-------- RECORDS SUPPLIED --------

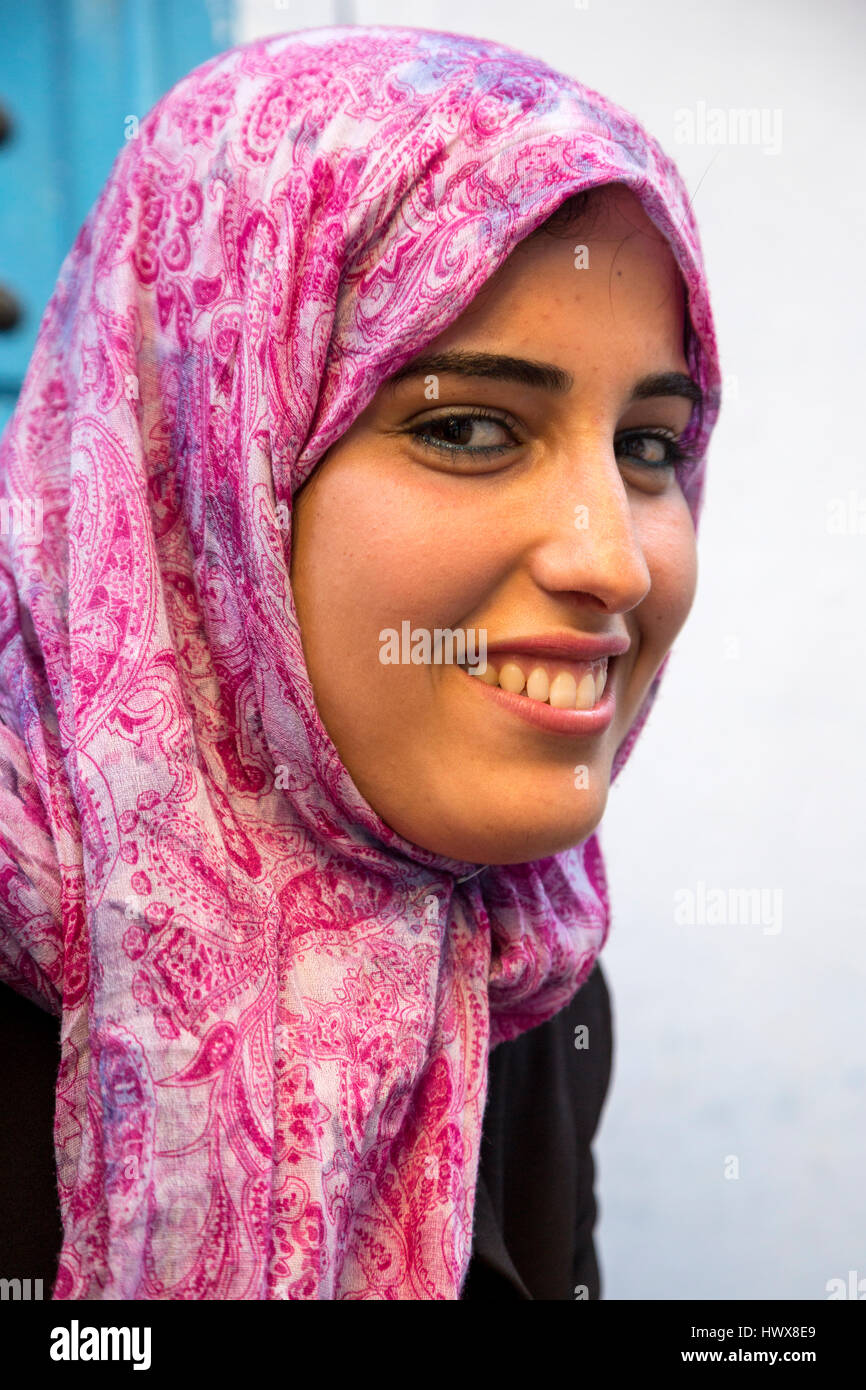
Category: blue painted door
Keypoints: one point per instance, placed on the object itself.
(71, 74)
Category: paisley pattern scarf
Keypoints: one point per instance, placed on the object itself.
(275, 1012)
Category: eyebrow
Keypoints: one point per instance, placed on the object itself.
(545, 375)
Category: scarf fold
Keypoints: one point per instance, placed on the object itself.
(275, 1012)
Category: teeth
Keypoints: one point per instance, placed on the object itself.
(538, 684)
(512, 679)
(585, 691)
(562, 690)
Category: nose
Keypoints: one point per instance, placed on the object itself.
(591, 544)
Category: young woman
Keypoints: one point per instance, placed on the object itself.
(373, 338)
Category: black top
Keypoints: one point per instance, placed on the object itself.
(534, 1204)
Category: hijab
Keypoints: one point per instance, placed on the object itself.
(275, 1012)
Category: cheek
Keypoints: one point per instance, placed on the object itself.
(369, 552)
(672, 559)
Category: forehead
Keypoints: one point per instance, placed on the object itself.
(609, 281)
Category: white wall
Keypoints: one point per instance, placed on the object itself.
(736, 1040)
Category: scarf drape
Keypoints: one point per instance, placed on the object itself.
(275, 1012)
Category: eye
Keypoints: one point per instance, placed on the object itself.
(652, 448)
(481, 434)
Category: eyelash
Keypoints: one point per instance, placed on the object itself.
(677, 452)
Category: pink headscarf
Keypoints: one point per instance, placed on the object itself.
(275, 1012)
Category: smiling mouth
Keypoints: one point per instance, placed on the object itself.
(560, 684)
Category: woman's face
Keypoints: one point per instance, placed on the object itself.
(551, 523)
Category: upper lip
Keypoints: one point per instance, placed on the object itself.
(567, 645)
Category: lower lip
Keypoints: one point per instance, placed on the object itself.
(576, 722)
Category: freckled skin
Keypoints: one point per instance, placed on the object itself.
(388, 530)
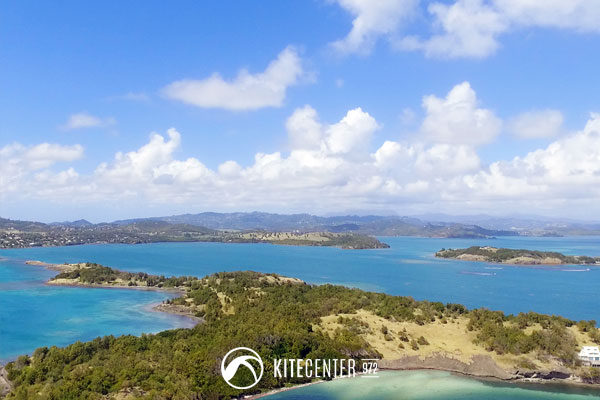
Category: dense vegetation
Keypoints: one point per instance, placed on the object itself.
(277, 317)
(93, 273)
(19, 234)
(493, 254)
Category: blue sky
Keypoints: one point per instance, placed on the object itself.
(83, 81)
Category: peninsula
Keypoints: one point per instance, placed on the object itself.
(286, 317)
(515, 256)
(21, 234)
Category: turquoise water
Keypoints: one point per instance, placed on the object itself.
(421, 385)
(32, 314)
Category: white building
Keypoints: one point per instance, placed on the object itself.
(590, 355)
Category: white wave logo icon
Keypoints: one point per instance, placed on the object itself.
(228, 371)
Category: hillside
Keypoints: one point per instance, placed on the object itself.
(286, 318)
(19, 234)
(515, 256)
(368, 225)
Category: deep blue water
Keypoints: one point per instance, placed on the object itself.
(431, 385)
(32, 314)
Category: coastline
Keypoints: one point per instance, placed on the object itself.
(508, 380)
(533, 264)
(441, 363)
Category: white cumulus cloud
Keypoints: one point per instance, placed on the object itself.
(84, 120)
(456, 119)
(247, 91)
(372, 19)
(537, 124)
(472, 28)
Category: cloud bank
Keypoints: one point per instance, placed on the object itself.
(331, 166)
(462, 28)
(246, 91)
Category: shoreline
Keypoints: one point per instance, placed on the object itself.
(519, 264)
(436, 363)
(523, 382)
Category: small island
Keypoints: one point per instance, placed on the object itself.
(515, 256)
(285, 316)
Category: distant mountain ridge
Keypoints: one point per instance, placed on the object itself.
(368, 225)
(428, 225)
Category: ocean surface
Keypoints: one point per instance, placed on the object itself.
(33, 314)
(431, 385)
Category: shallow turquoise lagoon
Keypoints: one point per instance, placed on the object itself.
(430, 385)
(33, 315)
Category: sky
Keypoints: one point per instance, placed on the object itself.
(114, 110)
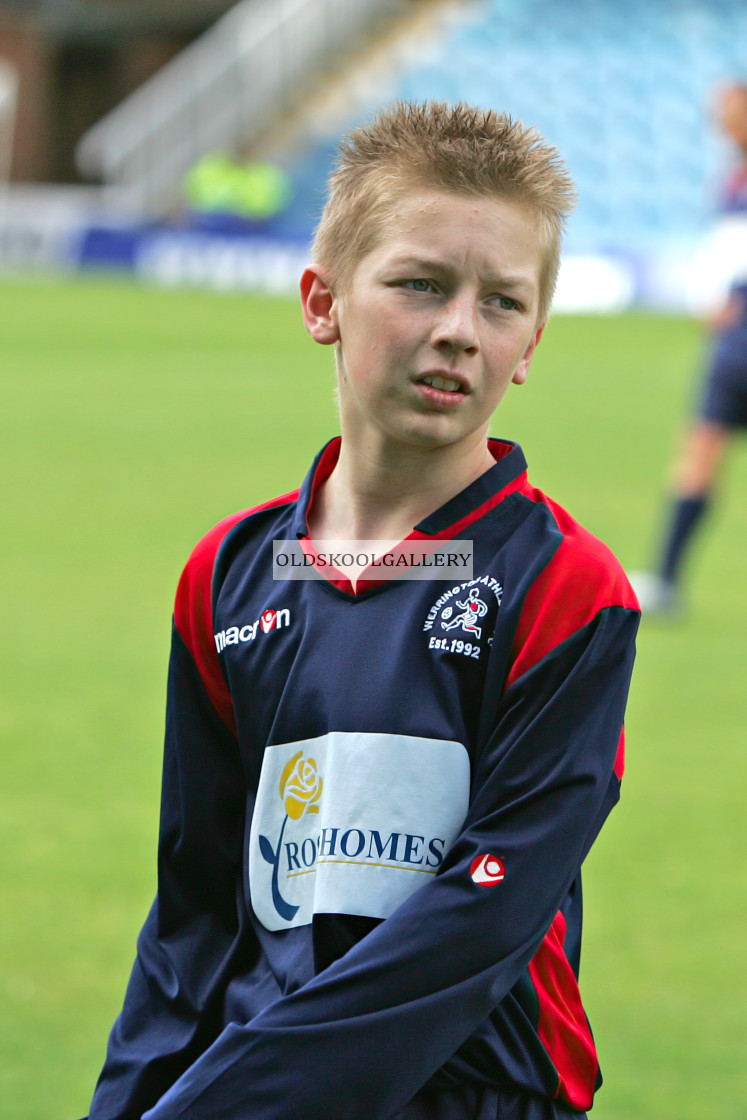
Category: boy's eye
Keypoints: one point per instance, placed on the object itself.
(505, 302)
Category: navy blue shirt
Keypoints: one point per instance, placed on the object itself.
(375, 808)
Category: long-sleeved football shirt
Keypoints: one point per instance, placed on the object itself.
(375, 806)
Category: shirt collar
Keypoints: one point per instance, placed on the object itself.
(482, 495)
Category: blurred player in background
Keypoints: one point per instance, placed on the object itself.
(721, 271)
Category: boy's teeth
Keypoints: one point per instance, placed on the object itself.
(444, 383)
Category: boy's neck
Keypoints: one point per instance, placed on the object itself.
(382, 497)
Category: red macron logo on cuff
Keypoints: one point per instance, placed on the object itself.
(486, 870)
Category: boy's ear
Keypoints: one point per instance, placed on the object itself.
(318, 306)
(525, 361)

--------
-------- RECORDS SUPPLIED --------

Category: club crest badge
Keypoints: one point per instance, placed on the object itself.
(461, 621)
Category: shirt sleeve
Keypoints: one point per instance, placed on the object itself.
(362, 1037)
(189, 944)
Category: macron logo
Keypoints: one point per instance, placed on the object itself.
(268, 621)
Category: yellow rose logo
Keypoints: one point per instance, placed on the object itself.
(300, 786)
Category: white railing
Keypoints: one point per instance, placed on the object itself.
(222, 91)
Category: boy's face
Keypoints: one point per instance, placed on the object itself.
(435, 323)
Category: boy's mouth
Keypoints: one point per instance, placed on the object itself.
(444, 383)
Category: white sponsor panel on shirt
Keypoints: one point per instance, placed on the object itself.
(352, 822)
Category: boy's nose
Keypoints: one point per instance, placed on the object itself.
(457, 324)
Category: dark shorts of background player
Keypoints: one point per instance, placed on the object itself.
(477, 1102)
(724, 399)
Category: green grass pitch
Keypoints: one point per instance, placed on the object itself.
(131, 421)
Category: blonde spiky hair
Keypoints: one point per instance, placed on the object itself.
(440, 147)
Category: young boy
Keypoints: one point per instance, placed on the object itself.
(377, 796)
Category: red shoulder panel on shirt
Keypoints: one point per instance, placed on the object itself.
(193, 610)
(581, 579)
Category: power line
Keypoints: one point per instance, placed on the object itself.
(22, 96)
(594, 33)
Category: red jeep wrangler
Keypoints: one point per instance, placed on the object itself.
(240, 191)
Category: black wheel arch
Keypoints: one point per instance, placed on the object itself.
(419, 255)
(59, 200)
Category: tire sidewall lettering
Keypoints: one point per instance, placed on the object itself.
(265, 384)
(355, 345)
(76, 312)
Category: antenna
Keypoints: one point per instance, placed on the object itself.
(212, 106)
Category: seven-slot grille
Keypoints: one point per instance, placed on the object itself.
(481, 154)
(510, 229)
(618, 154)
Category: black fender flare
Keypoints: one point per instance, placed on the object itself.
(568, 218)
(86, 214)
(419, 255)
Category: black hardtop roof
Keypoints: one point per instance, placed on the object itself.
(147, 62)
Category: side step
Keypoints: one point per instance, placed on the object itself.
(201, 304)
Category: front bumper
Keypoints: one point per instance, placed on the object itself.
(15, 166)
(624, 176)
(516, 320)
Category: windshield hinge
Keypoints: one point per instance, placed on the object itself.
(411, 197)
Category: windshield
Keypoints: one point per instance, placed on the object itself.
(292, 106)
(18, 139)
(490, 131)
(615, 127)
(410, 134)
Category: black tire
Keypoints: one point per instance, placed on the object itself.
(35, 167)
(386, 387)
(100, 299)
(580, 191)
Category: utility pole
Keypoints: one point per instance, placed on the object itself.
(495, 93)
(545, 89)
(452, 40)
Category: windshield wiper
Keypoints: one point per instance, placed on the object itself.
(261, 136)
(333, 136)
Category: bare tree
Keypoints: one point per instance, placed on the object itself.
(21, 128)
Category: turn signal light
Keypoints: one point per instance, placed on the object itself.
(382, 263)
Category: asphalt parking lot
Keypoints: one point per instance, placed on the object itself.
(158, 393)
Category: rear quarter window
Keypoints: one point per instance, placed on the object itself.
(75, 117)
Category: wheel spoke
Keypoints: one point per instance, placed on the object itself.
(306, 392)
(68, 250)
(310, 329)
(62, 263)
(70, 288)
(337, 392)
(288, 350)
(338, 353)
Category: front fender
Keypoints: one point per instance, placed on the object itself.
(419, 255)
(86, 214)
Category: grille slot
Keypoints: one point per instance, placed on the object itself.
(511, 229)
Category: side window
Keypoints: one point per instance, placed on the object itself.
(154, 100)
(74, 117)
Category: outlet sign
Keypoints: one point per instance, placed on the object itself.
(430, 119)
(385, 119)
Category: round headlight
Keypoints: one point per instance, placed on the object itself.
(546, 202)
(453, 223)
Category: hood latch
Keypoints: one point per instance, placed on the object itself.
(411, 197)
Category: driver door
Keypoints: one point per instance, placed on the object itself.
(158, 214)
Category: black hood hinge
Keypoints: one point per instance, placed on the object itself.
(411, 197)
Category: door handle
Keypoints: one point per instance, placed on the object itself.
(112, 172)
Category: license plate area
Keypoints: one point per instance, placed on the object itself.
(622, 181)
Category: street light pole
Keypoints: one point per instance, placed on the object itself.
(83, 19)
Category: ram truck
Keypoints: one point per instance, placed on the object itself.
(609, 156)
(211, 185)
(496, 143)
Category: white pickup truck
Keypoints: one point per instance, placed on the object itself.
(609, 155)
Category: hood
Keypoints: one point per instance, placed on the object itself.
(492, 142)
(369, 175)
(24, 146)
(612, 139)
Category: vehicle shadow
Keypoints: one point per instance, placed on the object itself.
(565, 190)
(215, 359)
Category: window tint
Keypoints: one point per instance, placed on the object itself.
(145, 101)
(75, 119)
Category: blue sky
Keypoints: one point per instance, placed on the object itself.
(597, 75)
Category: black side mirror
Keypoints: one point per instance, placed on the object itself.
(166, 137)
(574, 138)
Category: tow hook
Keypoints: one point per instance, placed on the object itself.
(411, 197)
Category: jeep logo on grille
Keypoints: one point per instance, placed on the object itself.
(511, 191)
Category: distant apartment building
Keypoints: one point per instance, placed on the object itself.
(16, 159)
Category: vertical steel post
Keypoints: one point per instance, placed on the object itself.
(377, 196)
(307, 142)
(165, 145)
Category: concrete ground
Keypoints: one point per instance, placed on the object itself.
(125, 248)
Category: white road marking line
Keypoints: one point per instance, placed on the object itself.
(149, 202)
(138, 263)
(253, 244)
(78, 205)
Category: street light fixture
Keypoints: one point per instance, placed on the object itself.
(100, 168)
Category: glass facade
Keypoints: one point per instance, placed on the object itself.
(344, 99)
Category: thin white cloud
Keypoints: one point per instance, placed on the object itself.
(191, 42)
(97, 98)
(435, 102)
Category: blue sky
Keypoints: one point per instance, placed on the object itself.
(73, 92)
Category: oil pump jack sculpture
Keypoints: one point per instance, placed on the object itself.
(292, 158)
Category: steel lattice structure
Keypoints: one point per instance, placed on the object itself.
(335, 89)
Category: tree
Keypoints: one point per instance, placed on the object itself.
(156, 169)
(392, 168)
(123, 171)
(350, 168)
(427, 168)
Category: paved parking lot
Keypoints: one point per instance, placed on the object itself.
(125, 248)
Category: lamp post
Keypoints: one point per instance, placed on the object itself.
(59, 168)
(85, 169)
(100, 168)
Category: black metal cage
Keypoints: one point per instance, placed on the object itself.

--------

Look back at the entries above. Retype the line with "Category: front fender", the line with "Category: license plate area", and all lines in between.

RESULT OF THE TASK
Category: front fender
Keypoints: one point per instance, placed on the object itself.
(419, 255)
(86, 214)
Category: grille slot
Keypoints: one point per instance, placed on the object itself.
(511, 229)
Category: side window
Keypoints: one point per instance, placed on the object itself.
(154, 100)
(74, 117)
Category: outlet sign
Keypoints: one point per instance, placed on the object itself.
(430, 119)
(385, 119)
Category: round headlight
Keypoints: one point per instance, placed on the object itself.
(546, 202)
(453, 223)
Category: hood latch
Keypoints: one point per instance, placed on the object itself.
(411, 197)
Category: driver door
Keypoints: one point per instance, placed on the object itself.
(158, 214)
Category: black hood hinge
Keypoints: one point per instance, placed on the object itself.
(411, 197)
Category: door handle
Keypoints: one point per instance, placed on the object itself.
(112, 172)
Category: license plate area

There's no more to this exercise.